§ Task 1: Please gather every row that contains the word "building" and copy each one in full.

With this first-time-in-history convergence of race and gender, neither side can make an attack without seeming bigoted. For instance...

1: I'm not so sure about Obama's plan to fix social security.

2: Oh, it's because he's black, isn't it?

Or...

2: If McCain dies, can we really trust Palin with the executive office?

1: We can't because she's a woman, is that what you're saying?

It will soon reach the point, if it hasn't already, where not only will coded words like "uppity" and "shrill" be wanky to throw around, but even synonyms for them will be non-kosher.

With McCain, we can probably throw in ageism, and Biden... well, okay, Biden's a white guy, therefore there can be no wank for mocking him, but experience tells us he's probably gay, or at least bicurious. Remember how we all thought John Edwards was homosexual, but then he turned out to be way too heterosexual? Same princple, reversecd. Biden must've at least experimented in college, I mean c'mon!

Then there's Breaking Dawn. Could it just be coincidence that an incomplete draft is leaked to the web, leading Meyer (is that how it's spelled? I don't even care enough to Google it) to flounce from her own fandom? The sixth Harry Potter film is delayed. It's all the work of a single individual.

§ Input records:
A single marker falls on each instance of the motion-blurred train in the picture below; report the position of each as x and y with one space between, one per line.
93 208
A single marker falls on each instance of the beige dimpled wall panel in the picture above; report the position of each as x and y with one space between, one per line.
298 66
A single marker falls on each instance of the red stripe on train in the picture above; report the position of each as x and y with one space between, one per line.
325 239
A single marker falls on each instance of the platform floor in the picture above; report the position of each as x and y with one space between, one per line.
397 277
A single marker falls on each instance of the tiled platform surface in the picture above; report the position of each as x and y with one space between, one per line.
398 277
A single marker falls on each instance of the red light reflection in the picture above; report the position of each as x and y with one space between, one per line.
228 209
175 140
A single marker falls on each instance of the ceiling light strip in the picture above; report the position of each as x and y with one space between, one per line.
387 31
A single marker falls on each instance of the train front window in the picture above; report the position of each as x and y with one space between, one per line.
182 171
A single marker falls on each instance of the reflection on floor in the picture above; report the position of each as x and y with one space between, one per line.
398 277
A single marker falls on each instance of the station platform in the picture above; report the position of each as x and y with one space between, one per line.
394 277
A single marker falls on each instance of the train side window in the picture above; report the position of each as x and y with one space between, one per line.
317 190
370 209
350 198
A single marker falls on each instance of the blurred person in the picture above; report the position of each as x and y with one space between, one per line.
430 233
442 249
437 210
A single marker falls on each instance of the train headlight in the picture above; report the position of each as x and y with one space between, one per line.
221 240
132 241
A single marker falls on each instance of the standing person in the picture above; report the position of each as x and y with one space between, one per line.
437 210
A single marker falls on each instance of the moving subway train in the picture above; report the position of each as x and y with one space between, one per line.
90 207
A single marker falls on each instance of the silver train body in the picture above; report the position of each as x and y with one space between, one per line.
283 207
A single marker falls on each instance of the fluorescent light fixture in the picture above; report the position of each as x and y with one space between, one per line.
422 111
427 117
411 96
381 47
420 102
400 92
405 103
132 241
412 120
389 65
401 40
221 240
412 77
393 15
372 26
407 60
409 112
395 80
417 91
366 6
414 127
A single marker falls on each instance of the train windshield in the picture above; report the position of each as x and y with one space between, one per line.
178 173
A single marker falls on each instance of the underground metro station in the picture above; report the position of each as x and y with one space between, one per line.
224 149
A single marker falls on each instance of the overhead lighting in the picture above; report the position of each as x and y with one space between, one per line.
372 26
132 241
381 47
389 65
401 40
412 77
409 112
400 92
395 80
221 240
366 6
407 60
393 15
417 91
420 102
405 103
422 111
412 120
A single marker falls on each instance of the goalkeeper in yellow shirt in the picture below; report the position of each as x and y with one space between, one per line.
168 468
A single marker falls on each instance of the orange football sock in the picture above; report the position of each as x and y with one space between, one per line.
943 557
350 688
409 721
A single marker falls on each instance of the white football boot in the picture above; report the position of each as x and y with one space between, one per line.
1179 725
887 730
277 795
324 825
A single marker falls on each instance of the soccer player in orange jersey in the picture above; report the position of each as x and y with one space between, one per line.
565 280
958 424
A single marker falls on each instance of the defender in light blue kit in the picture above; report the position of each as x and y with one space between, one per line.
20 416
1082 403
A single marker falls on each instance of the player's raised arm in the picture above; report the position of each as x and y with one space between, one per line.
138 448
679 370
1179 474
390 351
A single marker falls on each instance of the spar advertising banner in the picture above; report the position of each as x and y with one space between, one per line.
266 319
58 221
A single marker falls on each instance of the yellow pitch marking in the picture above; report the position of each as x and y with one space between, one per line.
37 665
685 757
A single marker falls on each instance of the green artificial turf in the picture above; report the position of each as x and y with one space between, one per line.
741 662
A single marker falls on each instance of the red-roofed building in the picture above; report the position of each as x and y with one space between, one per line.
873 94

...

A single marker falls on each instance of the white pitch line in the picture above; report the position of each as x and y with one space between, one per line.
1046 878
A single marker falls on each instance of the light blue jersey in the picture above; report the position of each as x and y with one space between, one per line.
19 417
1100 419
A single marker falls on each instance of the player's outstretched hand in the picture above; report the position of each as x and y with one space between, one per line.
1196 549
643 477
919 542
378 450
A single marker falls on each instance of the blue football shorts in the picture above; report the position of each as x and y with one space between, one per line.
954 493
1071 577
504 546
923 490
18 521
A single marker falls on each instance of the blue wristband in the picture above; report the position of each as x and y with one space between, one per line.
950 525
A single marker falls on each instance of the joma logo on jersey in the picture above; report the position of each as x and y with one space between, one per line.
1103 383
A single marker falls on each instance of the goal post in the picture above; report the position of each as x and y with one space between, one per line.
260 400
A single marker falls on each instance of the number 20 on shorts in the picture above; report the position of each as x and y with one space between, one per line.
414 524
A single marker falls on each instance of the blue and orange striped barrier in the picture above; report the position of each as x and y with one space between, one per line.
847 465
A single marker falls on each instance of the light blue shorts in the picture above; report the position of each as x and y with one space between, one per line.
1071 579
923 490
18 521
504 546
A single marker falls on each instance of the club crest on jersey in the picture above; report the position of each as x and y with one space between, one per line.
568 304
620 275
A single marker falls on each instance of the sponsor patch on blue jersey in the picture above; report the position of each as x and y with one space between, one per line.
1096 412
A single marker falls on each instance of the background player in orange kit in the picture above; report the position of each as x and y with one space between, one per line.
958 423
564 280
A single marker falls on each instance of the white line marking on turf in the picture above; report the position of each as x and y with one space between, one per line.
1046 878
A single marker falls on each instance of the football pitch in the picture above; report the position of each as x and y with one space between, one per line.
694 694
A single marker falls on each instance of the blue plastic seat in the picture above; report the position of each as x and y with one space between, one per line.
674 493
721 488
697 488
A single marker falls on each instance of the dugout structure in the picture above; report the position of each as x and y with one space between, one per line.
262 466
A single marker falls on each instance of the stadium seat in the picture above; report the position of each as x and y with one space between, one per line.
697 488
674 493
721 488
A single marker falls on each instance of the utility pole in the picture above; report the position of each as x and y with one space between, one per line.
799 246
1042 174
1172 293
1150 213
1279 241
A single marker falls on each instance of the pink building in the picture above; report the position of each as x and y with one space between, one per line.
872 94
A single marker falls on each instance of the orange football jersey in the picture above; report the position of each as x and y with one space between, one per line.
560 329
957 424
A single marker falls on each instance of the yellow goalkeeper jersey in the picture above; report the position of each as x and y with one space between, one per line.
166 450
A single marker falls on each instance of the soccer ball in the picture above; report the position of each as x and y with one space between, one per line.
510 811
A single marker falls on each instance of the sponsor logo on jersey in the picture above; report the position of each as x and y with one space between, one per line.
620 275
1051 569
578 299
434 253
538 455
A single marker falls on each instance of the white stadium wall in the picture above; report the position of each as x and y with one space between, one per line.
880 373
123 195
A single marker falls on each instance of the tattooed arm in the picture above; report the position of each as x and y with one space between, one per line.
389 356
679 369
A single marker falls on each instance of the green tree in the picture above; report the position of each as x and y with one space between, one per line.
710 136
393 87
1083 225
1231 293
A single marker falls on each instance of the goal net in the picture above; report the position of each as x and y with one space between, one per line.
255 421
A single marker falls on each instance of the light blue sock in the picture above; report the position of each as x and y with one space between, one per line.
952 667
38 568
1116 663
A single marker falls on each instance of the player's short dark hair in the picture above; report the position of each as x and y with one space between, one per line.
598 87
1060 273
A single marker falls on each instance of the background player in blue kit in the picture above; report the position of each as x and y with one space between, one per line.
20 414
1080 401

...

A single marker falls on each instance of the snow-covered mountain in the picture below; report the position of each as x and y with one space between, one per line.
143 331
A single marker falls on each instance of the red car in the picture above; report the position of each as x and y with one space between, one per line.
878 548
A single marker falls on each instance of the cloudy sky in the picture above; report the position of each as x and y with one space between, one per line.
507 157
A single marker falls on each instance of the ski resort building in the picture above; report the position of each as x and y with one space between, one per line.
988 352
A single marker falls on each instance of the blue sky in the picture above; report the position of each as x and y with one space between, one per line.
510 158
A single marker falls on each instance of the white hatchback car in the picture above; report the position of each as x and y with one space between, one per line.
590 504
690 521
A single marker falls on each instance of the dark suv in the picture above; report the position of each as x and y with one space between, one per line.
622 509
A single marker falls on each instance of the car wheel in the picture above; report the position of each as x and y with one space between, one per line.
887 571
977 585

§ Task 2:
Using the text above, answer these:
(a) Which two coded words does the text give as examples?
(b) Which Harry Potter film does the text say is delayed?
(c) Who did "we all" think was homosexual, according to the text?

§ Written answer 1:
A single marker falls on each instance of the red-roofed building in the picture above; report the position of each as x and y with one space between, one per line.
A single marker falls on each instance of the pink building in the picture above; report the position of each as x and y with one space between, one per line.
A single marker falls on each instance of the ski resort building in the picture above; report the position of each as x and y with one space between, one per line.

§ Written answer 2:
(a) "Uppity" and "shrill."
(b) The sixth Harry Potter film.
(c) John Edwards.